Spatial localization data
━━━

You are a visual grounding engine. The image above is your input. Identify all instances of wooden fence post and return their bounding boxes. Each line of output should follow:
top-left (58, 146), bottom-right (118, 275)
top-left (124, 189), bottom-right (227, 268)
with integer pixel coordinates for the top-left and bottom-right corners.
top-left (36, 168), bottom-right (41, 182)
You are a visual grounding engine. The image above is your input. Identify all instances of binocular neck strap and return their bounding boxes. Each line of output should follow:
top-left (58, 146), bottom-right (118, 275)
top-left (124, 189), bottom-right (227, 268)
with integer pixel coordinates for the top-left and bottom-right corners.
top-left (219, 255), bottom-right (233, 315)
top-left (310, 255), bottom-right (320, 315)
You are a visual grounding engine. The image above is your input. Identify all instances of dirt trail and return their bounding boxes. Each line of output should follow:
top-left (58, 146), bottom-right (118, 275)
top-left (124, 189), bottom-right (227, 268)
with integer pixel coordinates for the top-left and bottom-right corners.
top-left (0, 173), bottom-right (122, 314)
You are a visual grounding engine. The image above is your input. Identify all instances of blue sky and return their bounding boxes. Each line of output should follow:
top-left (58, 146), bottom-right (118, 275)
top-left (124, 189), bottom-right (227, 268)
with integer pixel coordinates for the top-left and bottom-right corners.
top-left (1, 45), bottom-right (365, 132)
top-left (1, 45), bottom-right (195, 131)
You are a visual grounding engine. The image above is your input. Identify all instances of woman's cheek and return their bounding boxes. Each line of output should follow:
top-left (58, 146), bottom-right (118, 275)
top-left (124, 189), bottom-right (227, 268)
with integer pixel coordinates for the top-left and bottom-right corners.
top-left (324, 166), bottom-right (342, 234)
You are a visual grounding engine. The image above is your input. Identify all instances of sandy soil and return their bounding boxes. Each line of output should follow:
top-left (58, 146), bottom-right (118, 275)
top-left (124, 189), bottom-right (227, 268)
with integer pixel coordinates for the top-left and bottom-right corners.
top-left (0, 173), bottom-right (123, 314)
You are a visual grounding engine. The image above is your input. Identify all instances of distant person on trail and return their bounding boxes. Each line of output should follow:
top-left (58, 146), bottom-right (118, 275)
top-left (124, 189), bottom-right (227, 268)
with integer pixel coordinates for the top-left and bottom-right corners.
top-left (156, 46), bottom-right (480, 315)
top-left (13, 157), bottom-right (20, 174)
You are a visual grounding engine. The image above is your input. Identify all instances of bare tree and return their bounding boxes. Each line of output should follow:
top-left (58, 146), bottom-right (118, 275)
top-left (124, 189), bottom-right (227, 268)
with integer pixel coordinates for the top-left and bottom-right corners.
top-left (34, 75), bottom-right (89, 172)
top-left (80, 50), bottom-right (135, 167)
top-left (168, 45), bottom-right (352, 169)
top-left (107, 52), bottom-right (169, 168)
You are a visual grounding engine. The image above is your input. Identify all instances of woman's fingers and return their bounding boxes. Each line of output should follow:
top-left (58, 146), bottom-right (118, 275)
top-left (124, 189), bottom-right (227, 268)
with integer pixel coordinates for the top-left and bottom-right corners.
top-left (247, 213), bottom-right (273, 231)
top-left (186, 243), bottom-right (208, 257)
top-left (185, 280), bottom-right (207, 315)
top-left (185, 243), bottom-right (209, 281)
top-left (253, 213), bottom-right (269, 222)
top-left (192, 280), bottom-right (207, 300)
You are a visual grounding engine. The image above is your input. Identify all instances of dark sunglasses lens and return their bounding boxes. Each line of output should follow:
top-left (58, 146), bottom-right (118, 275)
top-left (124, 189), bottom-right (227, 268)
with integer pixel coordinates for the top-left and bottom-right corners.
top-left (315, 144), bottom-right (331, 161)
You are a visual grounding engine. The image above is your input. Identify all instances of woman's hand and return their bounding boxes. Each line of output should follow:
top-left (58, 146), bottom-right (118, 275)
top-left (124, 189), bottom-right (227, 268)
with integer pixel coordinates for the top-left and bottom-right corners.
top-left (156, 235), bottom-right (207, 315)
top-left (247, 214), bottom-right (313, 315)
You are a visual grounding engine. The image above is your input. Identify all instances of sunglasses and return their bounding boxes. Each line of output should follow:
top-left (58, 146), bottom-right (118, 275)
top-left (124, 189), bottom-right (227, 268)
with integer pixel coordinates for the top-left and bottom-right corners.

━━━

Problem requirements:
The records above, in their entirety, need to be set down again exactly.

Answer box:
You are a visual grounding engine. The image above is your input. Identify all instances of wooden fence post and return their bounding boxes. Each line of output should follow:
top-left (58, 146), bottom-right (118, 275)
top-left (124, 189), bottom-right (227, 268)
with integer pixel coordinates for the top-left and bottom-right corners.
top-left (36, 168), bottom-right (41, 182)
You are a visual grounding engine. The image above is your input. Identify all instances of binocular neck strap and return their bounding boxes. Each line of output should follow:
top-left (58, 146), bottom-right (118, 275)
top-left (124, 189), bottom-right (227, 268)
with integer pixel coordinates for the top-left and bottom-right corners.
top-left (219, 255), bottom-right (233, 315)
top-left (310, 255), bottom-right (320, 315)
You are a visual grounding engine. The image above is your input. Identify all instances of dirt trail and return their bounding boxes. Each line of output should follow:
top-left (58, 146), bottom-right (118, 275)
top-left (124, 189), bottom-right (227, 268)
with integer pixel coordinates for the top-left and bottom-right corners.
top-left (0, 173), bottom-right (122, 314)
You are a visual grounding engine. The image above is your input. Identify all instances of blue sky and return their bounding boxes. Each line of output should follow:
top-left (58, 146), bottom-right (118, 275)
top-left (124, 189), bottom-right (227, 268)
with integer pixel coordinates for the top-left and bottom-right corners.
top-left (1, 45), bottom-right (365, 132)
top-left (1, 45), bottom-right (195, 131)
You are a visual grounding engine. The image above is your input. Identify all instances of woman's cheek and return their bounding boxes. Each line of output should follow:
top-left (58, 146), bottom-right (118, 275)
top-left (124, 189), bottom-right (227, 268)
with integer pixel coordinates for the top-left and bottom-right corners.
top-left (324, 166), bottom-right (342, 234)
You are a visual grounding engine. The image above is your input. Identify all instances of sandy soil and return their bounding boxes. Each line of output should follow:
top-left (58, 146), bottom-right (118, 275)
top-left (124, 189), bottom-right (227, 268)
with integer pixel coordinates for the top-left and bottom-right corners.
top-left (0, 173), bottom-right (123, 314)
You are a visual grounding engine. The image above is your input. Identify all instances of distant person on trail and return their bounding boxes. Each line of output should follow:
top-left (58, 146), bottom-right (118, 275)
top-left (124, 189), bottom-right (227, 268)
with integer pixel coordinates for the top-left and bottom-right corners.
top-left (156, 46), bottom-right (480, 315)
top-left (13, 157), bottom-right (20, 174)
You are a visual grounding engine. The image above is your input. Identify all instances of bare tree and return their bounding boxes. Each line of output should follow:
top-left (58, 146), bottom-right (118, 275)
top-left (124, 189), bottom-right (227, 268)
with integer pixel coordinates for the top-left and bottom-right corners.
top-left (34, 75), bottom-right (89, 172)
top-left (80, 50), bottom-right (135, 167)
top-left (168, 45), bottom-right (352, 169)
top-left (107, 52), bottom-right (169, 168)
You are a visual grounding engine. The image above is your input. Identify all instances of woman's fingers and return their bounding boxes. Each line of output should follow:
top-left (58, 146), bottom-right (118, 275)
top-left (124, 189), bottom-right (227, 268)
with integer pixel coordinates for the top-left and bottom-right corners.
top-left (247, 213), bottom-right (273, 231)
top-left (186, 243), bottom-right (208, 257)
top-left (185, 280), bottom-right (207, 315)
top-left (185, 243), bottom-right (209, 281)
top-left (253, 213), bottom-right (269, 222)
top-left (192, 280), bottom-right (207, 300)
You are a visual grounding engine. The image above is your input. Identify all instances of dark sunglasses lens and return their bounding boxes. Each line of output should follow:
top-left (58, 146), bottom-right (118, 275)
top-left (124, 189), bottom-right (227, 268)
with integer pixel coordinates for the top-left and bottom-right corners.
top-left (315, 144), bottom-right (331, 161)
You are a visual grounding engine. The image above is your input. Identify all instances of woman's hand and return their bounding boxes. Each line of output should follow:
top-left (58, 146), bottom-right (118, 275)
top-left (124, 189), bottom-right (227, 268)
with integer pixel coordinates for the top-left and bottom-right corners.
top-left (156, 235), bottom-right (207, 315)
top-left (247, 214), bottom-right (313, 315)
You are a visual grounding engine. The image above is your input. Identify all instances of sunglasses and return their bounding boxes. Each line of output should follow:
top-left (58, 146), bottom-right (118, 275)
top-left (124, 189), bottom-right (227, 268)
with integer pixel coordinates for the top-left and bottom-right corners.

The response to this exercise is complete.